(Saved entries)
----

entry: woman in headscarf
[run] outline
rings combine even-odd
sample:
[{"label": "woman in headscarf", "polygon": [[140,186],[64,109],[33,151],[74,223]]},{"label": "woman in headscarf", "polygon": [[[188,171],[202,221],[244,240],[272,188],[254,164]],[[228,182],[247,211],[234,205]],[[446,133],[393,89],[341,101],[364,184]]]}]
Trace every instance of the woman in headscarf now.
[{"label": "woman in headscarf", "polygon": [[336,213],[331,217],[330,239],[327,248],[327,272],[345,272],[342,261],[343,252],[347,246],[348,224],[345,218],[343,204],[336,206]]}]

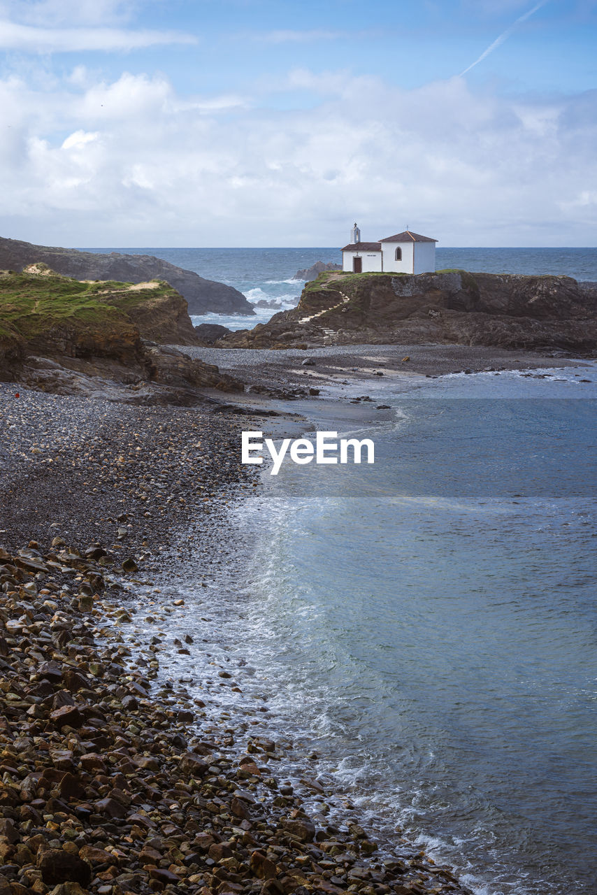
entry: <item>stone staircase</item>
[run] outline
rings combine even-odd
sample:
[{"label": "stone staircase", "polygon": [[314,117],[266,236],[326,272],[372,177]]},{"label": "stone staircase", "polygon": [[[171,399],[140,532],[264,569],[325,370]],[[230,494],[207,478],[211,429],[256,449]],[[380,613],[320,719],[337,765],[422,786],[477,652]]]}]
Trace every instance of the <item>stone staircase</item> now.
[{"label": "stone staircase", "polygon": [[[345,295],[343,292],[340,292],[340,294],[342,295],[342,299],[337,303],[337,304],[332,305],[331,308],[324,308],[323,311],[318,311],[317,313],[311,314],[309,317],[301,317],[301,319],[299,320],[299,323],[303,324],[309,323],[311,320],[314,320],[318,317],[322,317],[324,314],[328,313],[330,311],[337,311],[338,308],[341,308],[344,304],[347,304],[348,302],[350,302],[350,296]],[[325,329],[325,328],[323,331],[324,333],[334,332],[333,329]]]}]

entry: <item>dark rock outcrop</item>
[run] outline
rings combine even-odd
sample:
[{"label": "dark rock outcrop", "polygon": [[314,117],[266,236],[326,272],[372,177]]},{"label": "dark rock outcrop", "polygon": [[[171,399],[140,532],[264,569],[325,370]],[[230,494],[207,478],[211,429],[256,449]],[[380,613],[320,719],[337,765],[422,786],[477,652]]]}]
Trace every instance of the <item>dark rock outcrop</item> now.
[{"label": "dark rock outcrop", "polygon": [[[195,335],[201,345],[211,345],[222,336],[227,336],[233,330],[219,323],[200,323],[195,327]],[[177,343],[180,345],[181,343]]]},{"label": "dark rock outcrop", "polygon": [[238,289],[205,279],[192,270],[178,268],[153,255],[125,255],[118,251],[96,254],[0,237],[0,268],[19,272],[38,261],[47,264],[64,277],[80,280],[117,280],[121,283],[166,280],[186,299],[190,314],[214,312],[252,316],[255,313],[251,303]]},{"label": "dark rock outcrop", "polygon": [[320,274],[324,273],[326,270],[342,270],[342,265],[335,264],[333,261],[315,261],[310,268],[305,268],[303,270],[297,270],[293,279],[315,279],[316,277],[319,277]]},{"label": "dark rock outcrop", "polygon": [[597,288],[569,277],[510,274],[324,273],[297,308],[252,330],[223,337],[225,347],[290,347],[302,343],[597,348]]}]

----

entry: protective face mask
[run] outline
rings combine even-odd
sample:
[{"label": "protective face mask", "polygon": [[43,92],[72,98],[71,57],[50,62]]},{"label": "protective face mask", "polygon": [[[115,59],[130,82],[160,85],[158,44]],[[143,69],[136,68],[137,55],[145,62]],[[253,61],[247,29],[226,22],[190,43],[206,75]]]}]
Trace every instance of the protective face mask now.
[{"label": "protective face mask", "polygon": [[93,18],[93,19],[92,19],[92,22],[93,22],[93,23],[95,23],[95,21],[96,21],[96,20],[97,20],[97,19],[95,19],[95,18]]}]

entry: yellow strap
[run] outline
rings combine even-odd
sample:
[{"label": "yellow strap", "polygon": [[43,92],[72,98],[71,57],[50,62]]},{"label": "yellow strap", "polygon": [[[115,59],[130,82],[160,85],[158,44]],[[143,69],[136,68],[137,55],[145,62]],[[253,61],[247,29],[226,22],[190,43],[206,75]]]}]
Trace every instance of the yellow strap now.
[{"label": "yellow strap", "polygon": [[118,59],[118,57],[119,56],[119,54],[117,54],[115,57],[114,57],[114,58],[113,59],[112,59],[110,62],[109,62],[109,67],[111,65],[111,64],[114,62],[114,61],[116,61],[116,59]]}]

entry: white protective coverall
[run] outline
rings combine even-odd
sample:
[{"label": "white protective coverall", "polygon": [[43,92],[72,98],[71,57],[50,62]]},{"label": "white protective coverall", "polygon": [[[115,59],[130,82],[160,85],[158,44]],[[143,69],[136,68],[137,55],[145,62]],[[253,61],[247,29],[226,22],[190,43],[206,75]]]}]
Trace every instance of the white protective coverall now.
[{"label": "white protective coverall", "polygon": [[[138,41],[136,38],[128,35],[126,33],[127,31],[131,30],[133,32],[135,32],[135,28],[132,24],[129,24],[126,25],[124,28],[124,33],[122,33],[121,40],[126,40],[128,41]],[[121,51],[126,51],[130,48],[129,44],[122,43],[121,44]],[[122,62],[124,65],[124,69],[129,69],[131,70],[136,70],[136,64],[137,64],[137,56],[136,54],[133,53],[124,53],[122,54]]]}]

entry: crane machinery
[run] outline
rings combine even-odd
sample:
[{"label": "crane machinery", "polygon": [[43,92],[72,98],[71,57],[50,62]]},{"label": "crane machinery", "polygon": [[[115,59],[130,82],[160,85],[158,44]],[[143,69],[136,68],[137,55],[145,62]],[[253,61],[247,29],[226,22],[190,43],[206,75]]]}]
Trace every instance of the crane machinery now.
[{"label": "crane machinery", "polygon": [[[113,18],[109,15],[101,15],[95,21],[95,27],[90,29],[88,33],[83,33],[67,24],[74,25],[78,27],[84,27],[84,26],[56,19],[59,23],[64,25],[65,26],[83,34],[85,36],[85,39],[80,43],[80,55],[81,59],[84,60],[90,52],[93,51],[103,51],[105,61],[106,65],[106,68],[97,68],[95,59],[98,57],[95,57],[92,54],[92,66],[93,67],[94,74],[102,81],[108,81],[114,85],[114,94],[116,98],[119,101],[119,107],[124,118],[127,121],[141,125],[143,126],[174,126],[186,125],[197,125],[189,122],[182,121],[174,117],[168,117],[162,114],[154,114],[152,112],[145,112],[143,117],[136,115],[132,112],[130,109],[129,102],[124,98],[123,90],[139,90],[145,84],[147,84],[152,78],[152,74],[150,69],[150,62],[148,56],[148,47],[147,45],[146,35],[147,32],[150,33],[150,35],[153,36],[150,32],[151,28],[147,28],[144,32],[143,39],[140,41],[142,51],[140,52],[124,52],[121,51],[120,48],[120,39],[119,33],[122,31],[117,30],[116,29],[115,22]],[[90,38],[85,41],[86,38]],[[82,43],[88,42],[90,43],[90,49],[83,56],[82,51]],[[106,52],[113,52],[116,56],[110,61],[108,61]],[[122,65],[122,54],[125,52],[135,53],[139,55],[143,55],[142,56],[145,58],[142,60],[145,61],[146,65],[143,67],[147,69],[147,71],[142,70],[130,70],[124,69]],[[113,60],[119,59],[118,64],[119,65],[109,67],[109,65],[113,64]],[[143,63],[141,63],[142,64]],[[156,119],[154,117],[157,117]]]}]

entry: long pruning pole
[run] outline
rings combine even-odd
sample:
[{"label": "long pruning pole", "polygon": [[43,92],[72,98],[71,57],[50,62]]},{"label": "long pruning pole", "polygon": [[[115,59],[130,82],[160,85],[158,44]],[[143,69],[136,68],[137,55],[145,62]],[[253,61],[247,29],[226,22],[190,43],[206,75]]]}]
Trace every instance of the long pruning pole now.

----

• EXERCISE DESCRIPTION
Reproduce the items from the line containing "entry: woman in headscarf" through the line containing "Trace every instance of the woman", changing "headscarf" to "veil" wherever it occurs and leaving everything else unchanged.

• REPLY TO THE TASK
entry: woman in veil
[run] outline
rings combine even-odd
sample:
[{"label": "woman in veil", "polygon": [[140,186],[64,109],[33,151],[74,223]]},{"label": "woman in veil", "polygon": [[[188,171],[202,221],[244,240],[272,188],[254,164]],[[228,182],[247,211],[234,205]],[[446,133],[393,89],[341,101],[364,184]]]}]
Trace every instance of the woman in veil now.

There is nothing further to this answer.